== Selected passage ==

An American Marriage by Tayari Jones
This is a beautifully written book, I would really recommend it. But based on the cover alone, the US wins by a mile, even though the UK’s cover provides a better inkling of what the story is about, the beautiful blue background and gold tree is just *chef’s kiss*.
Ariadne by Jennifer Sant
Ariadne is a mesmerising retelling of the ancient Greek myth of Theseus and the Minotaur. But, even though I like the centring of Ariadne on the American cover, the UK’s cover is beautiful (the dark blue and gilded gold is a favourite of mine) and it is even better in person, as the leaves and grapes are almost 3D on the page.
A Clockwork Orange by Anthony Burgess
This book is brilliantly weird, violent and unique and the US cover definitely reflects this. The novel has also now become a classic alongside the Stanley Kubrick film which the US cover alludes to. Although, I do like the simplicity of the UK’s cover as it doesn’t give much away, the US cover’s pop-art style is a winner for me.

===

Answer from the book cover comparison:
(a) Which country's cover wins for An American Marriage?
(b) Why is the UK cover of Ariadne even better in person?
(c) What does the US cover of A Clockwork Orange allude to?

== Dataset records ==

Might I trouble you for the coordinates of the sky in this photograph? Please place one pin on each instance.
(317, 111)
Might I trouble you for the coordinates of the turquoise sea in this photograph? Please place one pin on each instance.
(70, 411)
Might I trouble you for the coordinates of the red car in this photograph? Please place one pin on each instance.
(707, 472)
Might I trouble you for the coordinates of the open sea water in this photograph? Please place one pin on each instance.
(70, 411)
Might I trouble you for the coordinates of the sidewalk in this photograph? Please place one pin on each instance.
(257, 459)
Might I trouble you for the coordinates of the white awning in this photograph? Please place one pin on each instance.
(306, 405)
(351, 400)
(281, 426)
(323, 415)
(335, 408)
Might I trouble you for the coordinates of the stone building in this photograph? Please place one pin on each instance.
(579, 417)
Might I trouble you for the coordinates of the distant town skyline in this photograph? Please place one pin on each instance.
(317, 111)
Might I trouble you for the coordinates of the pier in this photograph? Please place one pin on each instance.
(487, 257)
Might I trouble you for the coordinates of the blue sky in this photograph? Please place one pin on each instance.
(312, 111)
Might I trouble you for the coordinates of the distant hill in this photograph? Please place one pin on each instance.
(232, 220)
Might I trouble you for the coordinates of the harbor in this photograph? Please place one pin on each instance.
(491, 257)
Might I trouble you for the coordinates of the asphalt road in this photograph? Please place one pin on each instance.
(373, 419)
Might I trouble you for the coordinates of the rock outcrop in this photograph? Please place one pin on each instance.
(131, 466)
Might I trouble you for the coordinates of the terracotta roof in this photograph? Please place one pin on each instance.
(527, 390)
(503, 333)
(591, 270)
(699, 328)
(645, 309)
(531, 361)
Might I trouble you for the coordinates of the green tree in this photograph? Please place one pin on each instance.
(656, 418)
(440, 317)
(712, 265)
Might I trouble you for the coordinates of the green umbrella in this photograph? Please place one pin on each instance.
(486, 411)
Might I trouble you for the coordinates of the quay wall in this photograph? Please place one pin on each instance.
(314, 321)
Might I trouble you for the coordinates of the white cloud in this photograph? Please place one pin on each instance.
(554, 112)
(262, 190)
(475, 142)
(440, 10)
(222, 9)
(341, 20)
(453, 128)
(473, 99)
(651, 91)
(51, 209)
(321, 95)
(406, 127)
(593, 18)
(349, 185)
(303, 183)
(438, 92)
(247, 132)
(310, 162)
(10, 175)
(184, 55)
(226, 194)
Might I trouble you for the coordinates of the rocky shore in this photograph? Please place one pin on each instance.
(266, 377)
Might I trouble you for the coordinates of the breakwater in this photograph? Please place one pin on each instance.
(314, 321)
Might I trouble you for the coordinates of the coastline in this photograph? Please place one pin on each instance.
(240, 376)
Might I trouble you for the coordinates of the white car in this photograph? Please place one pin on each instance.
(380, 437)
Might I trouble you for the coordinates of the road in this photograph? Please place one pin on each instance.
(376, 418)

===

Answer to this problem:
(a) The US cover wins "by a mile."
(b) The leaves and grapes are almost 3D on the page.
(c) The Stanley Kubrick film.